— Objective —
Count the lines below that contain "tower", treating uppercase and lowercase as different, and reply with the number alone.

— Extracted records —

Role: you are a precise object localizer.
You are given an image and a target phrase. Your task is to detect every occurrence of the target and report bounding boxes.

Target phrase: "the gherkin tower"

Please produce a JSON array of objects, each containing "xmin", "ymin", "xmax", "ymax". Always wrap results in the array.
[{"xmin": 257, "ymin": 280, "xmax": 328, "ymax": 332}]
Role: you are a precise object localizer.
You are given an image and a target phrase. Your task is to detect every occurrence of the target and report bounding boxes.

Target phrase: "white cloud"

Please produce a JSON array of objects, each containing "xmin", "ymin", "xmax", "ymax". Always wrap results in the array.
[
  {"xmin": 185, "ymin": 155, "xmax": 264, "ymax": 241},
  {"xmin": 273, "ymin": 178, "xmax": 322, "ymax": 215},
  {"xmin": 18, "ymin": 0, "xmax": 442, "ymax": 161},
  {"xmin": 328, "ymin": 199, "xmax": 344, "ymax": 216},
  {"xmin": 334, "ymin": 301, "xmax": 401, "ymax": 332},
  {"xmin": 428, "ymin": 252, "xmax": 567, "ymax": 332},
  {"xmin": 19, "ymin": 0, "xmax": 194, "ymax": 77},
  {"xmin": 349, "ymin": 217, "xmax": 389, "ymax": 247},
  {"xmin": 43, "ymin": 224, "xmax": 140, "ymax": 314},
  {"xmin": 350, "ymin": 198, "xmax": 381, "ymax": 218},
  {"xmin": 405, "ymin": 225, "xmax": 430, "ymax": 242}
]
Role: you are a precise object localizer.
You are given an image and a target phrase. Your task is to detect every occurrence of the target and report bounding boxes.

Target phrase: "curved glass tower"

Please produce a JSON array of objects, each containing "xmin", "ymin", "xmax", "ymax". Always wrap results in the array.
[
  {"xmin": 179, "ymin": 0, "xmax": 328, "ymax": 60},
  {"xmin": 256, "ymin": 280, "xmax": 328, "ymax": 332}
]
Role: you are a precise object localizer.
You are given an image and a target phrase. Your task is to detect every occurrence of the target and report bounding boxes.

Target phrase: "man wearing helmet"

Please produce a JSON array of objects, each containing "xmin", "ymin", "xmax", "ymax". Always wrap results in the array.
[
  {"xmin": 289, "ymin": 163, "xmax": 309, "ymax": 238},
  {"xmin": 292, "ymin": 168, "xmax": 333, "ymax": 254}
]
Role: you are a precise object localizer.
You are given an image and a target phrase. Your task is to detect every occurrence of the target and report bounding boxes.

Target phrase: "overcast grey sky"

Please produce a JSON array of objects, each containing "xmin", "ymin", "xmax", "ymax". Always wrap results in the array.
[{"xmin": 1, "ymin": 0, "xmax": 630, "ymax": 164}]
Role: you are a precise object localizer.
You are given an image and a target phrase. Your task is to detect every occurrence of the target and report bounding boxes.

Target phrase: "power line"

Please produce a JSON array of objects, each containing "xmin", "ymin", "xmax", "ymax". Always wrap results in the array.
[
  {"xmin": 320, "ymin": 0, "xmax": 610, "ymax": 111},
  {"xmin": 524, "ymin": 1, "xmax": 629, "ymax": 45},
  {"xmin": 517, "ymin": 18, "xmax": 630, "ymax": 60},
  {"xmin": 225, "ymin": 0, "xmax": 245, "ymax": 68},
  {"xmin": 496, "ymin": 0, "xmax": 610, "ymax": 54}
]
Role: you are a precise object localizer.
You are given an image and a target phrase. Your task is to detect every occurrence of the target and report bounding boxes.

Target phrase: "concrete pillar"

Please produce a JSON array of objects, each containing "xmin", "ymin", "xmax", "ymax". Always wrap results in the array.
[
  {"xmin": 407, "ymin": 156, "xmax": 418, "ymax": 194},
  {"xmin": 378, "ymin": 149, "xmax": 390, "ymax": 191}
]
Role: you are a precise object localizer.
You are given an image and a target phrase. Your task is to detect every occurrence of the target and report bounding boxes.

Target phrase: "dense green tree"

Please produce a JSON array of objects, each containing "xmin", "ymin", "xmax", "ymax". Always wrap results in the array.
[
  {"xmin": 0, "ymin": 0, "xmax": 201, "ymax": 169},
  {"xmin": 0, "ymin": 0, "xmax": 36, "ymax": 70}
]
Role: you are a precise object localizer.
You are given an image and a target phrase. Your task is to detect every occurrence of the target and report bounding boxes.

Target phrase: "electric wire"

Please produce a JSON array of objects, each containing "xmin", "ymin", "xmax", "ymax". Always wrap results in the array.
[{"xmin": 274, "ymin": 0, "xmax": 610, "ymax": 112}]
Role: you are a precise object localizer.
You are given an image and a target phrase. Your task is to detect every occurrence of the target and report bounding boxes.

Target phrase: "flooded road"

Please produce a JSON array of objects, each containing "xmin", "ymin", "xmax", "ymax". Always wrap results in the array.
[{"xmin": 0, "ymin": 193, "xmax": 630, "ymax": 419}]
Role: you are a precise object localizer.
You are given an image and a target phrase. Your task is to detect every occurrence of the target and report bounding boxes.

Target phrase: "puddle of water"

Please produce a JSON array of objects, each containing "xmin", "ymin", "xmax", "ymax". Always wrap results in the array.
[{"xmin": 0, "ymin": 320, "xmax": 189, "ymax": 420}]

— Output of the exercise —
2